Exercise brief -
Line by line, print the records exactly as they are, dropping the pictures.

Material for this task -
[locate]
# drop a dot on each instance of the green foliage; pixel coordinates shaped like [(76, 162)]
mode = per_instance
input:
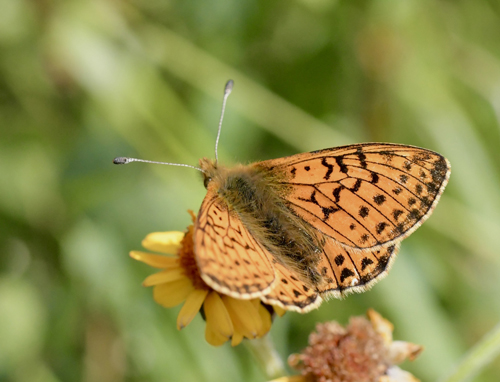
[(83, 81)]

Output of the exercise -
[locate]
# drop a dot on each instance of the green foliage; pixel coordinates shaped like [(76, 162)]
mode = per_instance
input:
[(83, 81)]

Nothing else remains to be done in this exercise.